Referring expression grounding data:
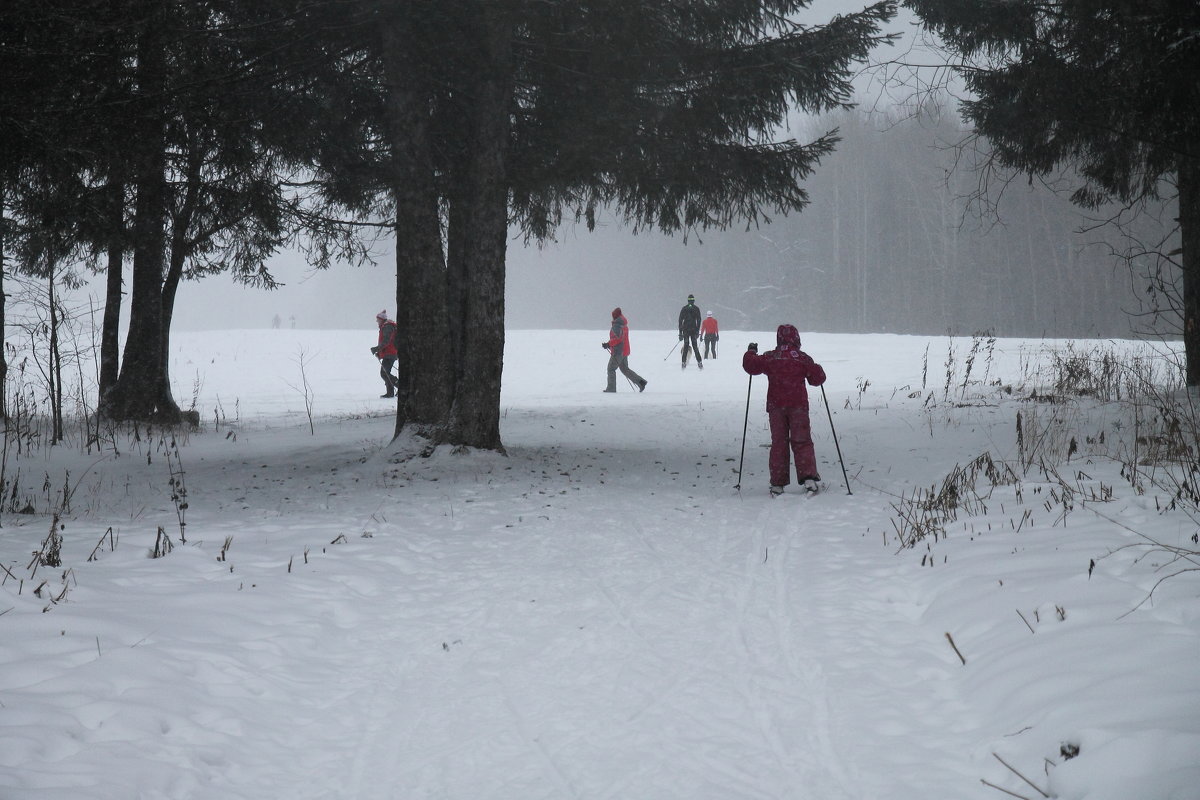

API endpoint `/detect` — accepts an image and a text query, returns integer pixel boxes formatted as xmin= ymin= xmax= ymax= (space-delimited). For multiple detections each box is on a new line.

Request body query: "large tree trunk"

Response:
xmin=98 ymin=0 xmax=127 ymax=407
xmin=99 ymin=179 xmax=124 ymax=404
xmin=155 ymin=242 xmax=187 ymax=421
xmin=379 ymin=11 xmax=454 ymax=440
xmin=153 ymin=143 xmax=207 ymax=422
xmin=100 ymin=1 xmax=178 ymax=424
xmin=445 ymin=195 xmax=468 ymax=397
xmin=1181 ymin=154 xmax=1200 ymax=389
xmin=446 ymin=6 xmax=512 ymax=452
xmin=0 ymin=182 xmax=8 ymax=420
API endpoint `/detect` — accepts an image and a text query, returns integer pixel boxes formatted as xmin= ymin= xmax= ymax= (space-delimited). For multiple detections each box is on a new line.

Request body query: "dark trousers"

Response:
xmin=606 ymin=352 xmax=645 ymax=391
xmin=681 ymin=333 xmax=703 ymax=366
xmin=379 ymin=356 xmax=397 ymax=396
xmin=703 ymin=334 xmax=717 ymax=359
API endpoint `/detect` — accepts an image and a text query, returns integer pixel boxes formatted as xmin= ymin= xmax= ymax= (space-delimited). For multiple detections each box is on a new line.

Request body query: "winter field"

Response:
xmin=0 ymin=327 xmax=1197 ymax=800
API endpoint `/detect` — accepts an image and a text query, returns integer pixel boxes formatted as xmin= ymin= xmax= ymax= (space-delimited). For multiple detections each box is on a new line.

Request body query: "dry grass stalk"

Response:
xmin=944 ymin=632 xmax=966 ymax=665
xmin=28 ymin=514 xmax=64 ymax=575
xmin=992 ymin=752 xmax=1050 ymax=798
xmin=153 ymin=526 xmax=173 ymax=558
xmin=88 ymin=527 xmax=117 ymax=562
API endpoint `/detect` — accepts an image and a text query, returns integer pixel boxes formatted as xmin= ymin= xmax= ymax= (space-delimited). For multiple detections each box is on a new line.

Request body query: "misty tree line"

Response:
xmin=903 ymin=0 xmax=1197 ymax=384
xmin=677 ymin=109 xmax=1176 ymax=339
xmin=2 ymin=0 xmax=897 ymax=451
xmin=659 ymin=0 xmax=1197 ymax=361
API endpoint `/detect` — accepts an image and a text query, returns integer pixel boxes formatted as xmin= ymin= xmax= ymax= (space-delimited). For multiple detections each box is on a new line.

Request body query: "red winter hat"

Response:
xmin=776 ymin=324 xmax=801 ymax=347
xmin=612 ymin=307 xmax=622 ymax=319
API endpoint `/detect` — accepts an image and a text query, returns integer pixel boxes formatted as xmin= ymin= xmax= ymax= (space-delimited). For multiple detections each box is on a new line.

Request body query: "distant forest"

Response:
xmin=612 ymin=109 xmax=1180 ymax=340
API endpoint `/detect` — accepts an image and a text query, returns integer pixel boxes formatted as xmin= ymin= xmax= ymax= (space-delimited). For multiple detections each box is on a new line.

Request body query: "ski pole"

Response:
xmin=820 ymin=384 xmax=851 ymax=495
xmin=663 ymin=340 xmax=680 ymax=360
xmin=735 ymin=374 xmax=752 ymax=490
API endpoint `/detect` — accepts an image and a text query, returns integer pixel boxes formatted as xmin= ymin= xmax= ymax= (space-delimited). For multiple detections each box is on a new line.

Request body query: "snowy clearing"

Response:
xmin=1 ymin=328 xmax=1197 ymax=800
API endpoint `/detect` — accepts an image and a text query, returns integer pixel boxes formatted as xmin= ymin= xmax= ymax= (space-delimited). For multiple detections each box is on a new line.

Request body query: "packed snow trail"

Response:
xmin=172 ymin=411 xmax=983 ymax=800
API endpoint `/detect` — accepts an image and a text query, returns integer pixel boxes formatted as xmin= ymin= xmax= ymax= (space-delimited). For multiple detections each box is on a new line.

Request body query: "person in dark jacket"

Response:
xmin=742 ymin=324 xmax=826 ymax=495
xmin=678 ymin=294 xmax=703 ymax=370
xmin=370 ymin=309 xmax=398 ymax=398
xmin=603 ymin=307 xmax=648 ymax=393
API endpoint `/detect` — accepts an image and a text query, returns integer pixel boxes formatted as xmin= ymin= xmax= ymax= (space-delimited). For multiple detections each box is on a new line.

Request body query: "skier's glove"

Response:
xmin=370 ymin=346 xmax=379 ymax=355
xmin=678 ymin=334 xmax=684 ymax=341
xmin=602 ymin=342 xmax=610 ymax=350
xmin=748 ymin=343 xmax=758 ymax=352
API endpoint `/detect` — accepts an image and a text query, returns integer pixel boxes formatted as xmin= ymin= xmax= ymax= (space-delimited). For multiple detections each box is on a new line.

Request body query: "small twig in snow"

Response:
xmin=945 ymin=632 xmax=966 ymax=665
xmin=980 ymin=778 xmax=1033 ymax=800
xmin=993 ymin=752 xmax=1050 ymax=798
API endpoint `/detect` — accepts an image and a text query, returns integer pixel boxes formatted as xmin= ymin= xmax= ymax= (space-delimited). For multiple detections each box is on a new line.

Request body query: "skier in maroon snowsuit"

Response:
xmin=742 ymin=324 xmax=826 ymax=495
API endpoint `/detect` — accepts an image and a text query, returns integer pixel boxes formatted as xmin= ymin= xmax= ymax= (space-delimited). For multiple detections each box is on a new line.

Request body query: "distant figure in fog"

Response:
xmin=603 ymin=307 xmax=647 ymax=393
xmin=678 ymin=294 xmax=703 ymax=370
xmin=370 ymin=310 xmax=398 ymax=398
xmin=701 ymin=311 xmax=719 ymax=359
xmin=742 ymin=324 xmax=826 ymax=496
xmin=272 ymin=314 xmax=282 ymax=329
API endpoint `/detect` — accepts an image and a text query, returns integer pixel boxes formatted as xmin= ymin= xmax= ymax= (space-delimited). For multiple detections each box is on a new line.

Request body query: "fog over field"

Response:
xmin=154 ymin=109 xmax=1174 ymax=341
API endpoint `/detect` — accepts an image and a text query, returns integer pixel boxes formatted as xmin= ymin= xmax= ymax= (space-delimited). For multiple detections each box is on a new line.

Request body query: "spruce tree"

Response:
xmin=904 ymin=0 xmax=1200 ymax=383
xmin=510 ymin=1 xmax=899 ymax=238
xmin=4 ymin=2 xmax=312 ymax=423
xmin=301 ymin=0 xmax=898 ymax=452
xmin=103 ymin=1 xmax=302 ymax=423
xmin=0 ymin=0 xmax=124 ymax=415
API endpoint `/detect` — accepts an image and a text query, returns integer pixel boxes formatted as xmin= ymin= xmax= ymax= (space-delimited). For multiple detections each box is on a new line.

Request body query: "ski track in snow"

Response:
xmin=187 ymin=435 xmax=971 ymax=800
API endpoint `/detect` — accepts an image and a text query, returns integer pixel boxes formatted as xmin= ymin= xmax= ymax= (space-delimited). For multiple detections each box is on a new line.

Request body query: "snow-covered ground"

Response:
xmin=1 ymin=328 xmax=1197 ymax=800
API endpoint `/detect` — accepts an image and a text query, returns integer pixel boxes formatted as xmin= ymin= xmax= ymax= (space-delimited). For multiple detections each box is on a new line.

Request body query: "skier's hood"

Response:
xmin=777 ymin=324 xmax=801 ymax=348
xmin=612 ymin=307 xmax=622 ymax=319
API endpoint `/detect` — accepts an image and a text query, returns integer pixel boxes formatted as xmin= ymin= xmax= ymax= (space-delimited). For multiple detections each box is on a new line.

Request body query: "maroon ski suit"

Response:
xmin=742 ymin=324 xmax=826 ymax=487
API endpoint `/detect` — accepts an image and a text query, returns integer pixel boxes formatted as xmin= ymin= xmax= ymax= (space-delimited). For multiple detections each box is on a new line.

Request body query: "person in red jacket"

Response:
xmin=370 ymin=309 xmax=399 ymax=398
xmin=602 ymin=307 xmax=648 ymax=393
xmin=701 ymin=311 xmax=720 ymax=359
xmin=742 ymin=324 xmax=826 ymax=495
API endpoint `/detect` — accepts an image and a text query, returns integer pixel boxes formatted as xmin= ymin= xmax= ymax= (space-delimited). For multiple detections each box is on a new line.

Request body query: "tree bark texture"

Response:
xmin=379 ymin=13 xmax=454 ymax=441
xmin=48 ymin=276 xmax=64 ymax=442
xmin=153 ymin=145 xmax=208 ymax=421
xmin=0 ymin=183 xmax=8 ymax=420
xmin=445 ymin=6 xmax=513 ymax=452
xmin=99 ymin=179 xmax=124 ymax=404
xmin=100 ymin=1 xmax=177 ymax=424
xmin=445 ymin=196 xmax=468 ymax=397
xmin=155 ymin=233 xmax=189 ymax=421
xmin=1180 ymin=154 xmax=1200 ymax=387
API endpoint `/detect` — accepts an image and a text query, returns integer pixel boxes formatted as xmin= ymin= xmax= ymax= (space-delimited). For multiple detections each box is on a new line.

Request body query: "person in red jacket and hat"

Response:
xmin=742 ymin=324 xmax=826 ymax=495
xmin=370 ymin=309 xmax=398 ymax=398
xmin=603 ymin=307 xmax=648 ymax=393
xmin=701 ymin=310 xmax=720 ymax=359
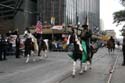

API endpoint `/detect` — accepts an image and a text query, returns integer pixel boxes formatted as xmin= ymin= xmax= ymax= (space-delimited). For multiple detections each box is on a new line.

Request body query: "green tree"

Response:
xmin=113 ymin=0 xmax=125 ymax=25
xmin=113 ymin=0 xmax=125 ymax=36
xmin=113 ymin=10 xmax=125 ymax=25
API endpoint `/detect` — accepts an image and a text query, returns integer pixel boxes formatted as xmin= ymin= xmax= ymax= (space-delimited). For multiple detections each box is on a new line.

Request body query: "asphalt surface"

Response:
xmin=0 ymin=48 xmax=124 ymax=83
xmin=60 ymin=48 xmax=124 ymax=83
xmin=0 ymin=52 xmax=72 ymax=83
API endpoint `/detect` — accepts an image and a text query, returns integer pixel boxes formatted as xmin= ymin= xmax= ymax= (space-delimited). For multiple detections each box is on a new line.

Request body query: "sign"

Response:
xmin=51 ymin=16 xmax=55 ymax=25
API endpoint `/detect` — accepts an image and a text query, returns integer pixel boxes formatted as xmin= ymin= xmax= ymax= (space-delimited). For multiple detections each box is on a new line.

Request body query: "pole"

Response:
xmin=76 ymin=0 xmax=78 ymax=25
xmin=53 ymin=0 xmax=54 ymax=17
xmin=76 ymin=0 xmax=79 ymax=35
xmin=51 ymin=0 xmax=55 ymax=40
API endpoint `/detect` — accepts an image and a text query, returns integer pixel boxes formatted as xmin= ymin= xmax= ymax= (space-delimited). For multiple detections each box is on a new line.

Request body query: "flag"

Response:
xmin=82 ymin=16 xmax=89 ymax=27
xmin=35 ymin=20 xmax=42 ymax=34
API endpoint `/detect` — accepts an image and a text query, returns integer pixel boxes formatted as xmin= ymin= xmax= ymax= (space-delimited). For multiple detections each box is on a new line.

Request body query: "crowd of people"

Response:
xmin=0 ymin=29 xmax=70 ymax=61
xmin=0 ymin=27 xmax=125 ymax=68
xmin=0 ymin=30 xmax=20 ymax=61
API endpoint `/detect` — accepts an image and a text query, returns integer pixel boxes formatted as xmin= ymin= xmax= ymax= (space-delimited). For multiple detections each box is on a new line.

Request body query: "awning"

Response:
xmin=42 ymin=28 xmax=65 ymax=34
xmin=51 ymin=25 xmax=63 ymax=30
xmin=29 ymin=25 xmax=65 ymax=34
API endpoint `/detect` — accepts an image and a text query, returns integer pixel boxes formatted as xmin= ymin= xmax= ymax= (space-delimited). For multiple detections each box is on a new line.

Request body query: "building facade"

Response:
xmin=14 ymin=0 xmax=37 ymax=32
xmin=37 ymin=0 xmax=65 ymax=25
xmin=105 ymin=30 xmax=116 ymax=37
xmin=65 ymin=0 xmax=100 ymax=31
xmin=0 ymin=0 xmax=100 ymax=33
xmin=37 ymin=0 xmax=100 ymax=31
xmin=0 ymin=0 xmax=37 ymax=33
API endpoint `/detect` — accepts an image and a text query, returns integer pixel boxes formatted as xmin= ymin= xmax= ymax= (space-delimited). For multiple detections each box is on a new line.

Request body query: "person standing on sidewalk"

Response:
xmin=15 ymin=34 xmax=20 ymax=58
xmin=0 ymin=34 xmax=8 ymax=61
xmin=0 ymin=34 xmax=2 ymax=61
xmin=122 ymin=35 xmax=125 ymax=66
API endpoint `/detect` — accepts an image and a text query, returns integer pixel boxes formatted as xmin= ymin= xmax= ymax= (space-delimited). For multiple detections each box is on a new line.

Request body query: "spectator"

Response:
xmin=15 ymin=34 xmax=20 ymax=58
xmin=0 ymin=34 xmax=8 ymax=61
xmin=122 ymin=35 xmax=125 ymax=66
xmin=117 ymin=41 xmax=120 ymax=49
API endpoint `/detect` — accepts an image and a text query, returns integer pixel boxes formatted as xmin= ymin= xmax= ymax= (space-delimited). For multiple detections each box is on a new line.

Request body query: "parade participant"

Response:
xmin=67 ymin=28 xmax=77 ymax=51
xmin=107 ymin=36 xmax=115 ymax=55
xmin=108 ymin=36 xmax=115 ymax=49
xmin=24 ymin=34 xmax=32 ymax=57
xmin=67 ymin=28 xmax=84 ymax=77
xmin=81 ymin=25 xmax=92 ymax=63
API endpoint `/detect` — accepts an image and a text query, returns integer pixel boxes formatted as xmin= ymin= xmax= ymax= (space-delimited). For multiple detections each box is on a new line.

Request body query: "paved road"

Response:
xmin=60 ymin=48 xmax=122 ymax=83
xmin=0 ymin=52 xmax=73 ymax=83
xmin=0 ymin=48 xmax=124 ymax=83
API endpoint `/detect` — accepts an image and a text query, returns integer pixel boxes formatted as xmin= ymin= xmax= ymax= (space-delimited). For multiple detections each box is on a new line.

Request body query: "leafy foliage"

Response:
xmin=113 ymin=0 xmax=125 ymax=25
xmin=113 ymin=0 xmax=125 ymax=36
xmin=113 ymin=10 xmax=125 ymax=25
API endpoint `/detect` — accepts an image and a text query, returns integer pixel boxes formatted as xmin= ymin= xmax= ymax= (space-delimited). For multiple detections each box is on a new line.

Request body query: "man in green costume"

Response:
xmin=67 ymin=25 xmax=92 ymax=63
xmin=80 ymin=25 xmax=92 ymax=63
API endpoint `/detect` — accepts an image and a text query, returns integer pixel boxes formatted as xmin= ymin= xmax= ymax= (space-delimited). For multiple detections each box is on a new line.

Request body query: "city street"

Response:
xmin=0 ymin=52 xmax=72 ymax=83
xmin=0 ymin=48 xmax=124 ymax=83
xmin=60 ymin=48 xmax=121 ymax=83
xmin=0 ymin=0 xmax=125 ymax=83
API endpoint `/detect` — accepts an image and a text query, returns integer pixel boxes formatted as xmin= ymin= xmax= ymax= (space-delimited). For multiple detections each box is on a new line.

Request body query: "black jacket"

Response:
xmin=0 ymin=38 xmax=8 ymax=50
xmin=122 ymin=37 xmax=125 ymax=51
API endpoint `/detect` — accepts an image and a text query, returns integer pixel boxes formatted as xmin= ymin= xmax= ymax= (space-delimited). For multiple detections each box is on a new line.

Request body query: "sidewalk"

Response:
xmin=112 ymin=50 xmax=125 ymax=83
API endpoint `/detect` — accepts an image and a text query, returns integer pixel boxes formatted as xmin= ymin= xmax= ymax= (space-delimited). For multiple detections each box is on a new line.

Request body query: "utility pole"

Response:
xmin=76 ymin=0 xmax=79 ymax=34
xmin=76 ymin=0 xmax=78 ymax=25
xmin=51 ymin=0 xmax=55 ymax=40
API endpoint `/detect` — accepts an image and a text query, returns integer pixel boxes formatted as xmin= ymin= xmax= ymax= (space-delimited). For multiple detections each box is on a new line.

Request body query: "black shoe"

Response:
xmin=72 ymin=75 xmax=75 ymax=78
xmin=0 ymin=59 xmax=3 ymax=61
xmin=16 ymin=57 xmax=20 ymax=58
xmin=122 ymin=63 xmax=125 ymax=66
xmin=3 ymin=58 xmax=7 ymax=60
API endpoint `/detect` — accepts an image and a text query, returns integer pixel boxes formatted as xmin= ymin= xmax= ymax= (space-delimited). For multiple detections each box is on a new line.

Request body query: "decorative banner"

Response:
xmin=35 ymin=20 xmax=42 ymax=34
xmin=51 ymin=25 xmax=63 ymax=30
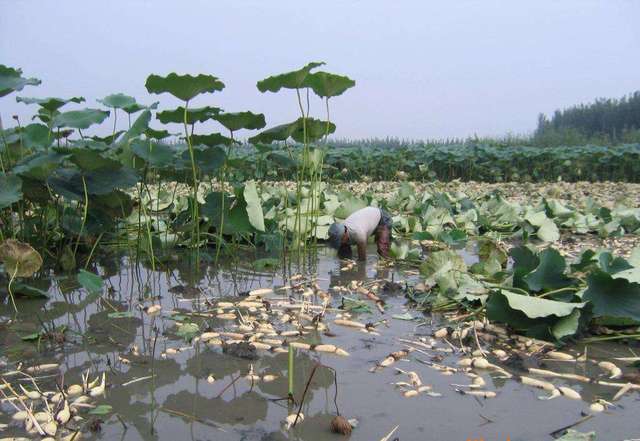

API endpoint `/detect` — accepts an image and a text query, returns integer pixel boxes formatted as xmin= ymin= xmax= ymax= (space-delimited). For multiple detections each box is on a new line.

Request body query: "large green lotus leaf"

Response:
xmin=243 ymin=180 xmax=265 ymax=232
xmin=97 ymin=93 xmax=136 ymax=109
xmin=131 ymin=139 xmax=176 ymax=168
xmin=225 ymin=201 xmax=253 ymax=235
xmin=0 ymin=239 xmax=43 ymax=277
xmin=16 ymin=96 xmax=84 ymax=112
xmin=13 ymin=152 xmax=67 ymax=181
xmin=257 ymin=62 xmax=325 ymax=93
xmin=537 ymin=218 xmax=560 ymax=242
xmin=597 ymin=251 xmax=633 ymax=275
xmin=248 ymin=121 xmax=298 ymax=144
xmin=266 ymin=151 xmax=297 ymax=169
xmin=85 ymin=167 xmax=138 ymax=195
xmin=570 ymin=249 xmax=598 ymax=272
xmin=420 ymin=250 xmax=467 ymax=280
xmin=77 ymin=269 xmax=103 ymax=295
xmin=118 ymin=109 xmax=152 ymax=145
xmin=510 ymin=245 xmax=540 ymax=289
xmin=302 ymin=71 xmax=355 ymax=98
xmin=333 ymin=195 xmax=367 ymax=219
xmin=613 ymin=266 xmax=640 ymax=284
xmin=179 ymin=145 xmax=226 ymax=174
xmin=524 ymin=248 xmax=573 ymax=292
xmin=145 ymin=73 xmax=224 ymax=102
xmin=544 ymin=198 xmax=574 ymax=219
xmin=64 ymin=148 xmax=121 ymax=172
xmin=17 ymin=123 xmax=53 ymax=150
xmin=156 ymin=106 xmax=222 ymax=124
xmin=582 ymin=270 xmax=640 ymax=321
xmin=93 ymin=190 xmax=133 ymax=218
xmin=214 ymin=111 xmax=266 ymax=132
xmin=201 ymin=191 xmax=231 ymax=226
xmin=551 ymin=309 xmax=582 ymax=341
xmin=25 ymin=184 xmax=49 ymax=209
xmin=49 ymin=166 xmax=138 ymax=198
xmin=485 ymin=290 xmax=581 ymax=340
xmin=0 ymin=174 xmax=22 ymax=208
xmin=291 ymin=118 xmax=336 ymax=142
xmin=189 ymin=132 xmax=234 ymax=147
xmin=0 ymin=65 xmax=41 ymax=97
xmin=53 ymin=108 xmax=110 ymax=129
xmin=489 ymin=290 xmax=585 ymax=319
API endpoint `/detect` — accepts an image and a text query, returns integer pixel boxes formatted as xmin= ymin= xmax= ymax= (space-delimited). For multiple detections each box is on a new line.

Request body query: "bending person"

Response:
xmin=327 ymin=206 xmax=392 ymax=261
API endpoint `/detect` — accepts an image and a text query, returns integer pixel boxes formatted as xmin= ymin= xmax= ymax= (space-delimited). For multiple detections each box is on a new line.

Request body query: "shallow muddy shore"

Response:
xmin=1 ymin=245 xmax=639 ymax=441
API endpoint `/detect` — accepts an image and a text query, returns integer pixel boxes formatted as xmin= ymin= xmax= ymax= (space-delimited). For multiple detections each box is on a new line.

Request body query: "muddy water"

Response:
xmin=1 ymin=244 xmax=639 ymax=441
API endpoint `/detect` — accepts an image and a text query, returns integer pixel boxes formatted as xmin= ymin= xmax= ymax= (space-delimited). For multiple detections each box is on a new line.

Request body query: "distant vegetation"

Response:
xmin=534 ymin=91 xmax=640 ymax=146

PROMPT: Report each line of the entries where the word "pole" occurs.

RESULT FOR THIS EXERCISE:
Request body query: "ski pole"
Request body query: "pole"
Request body query: "utility pole"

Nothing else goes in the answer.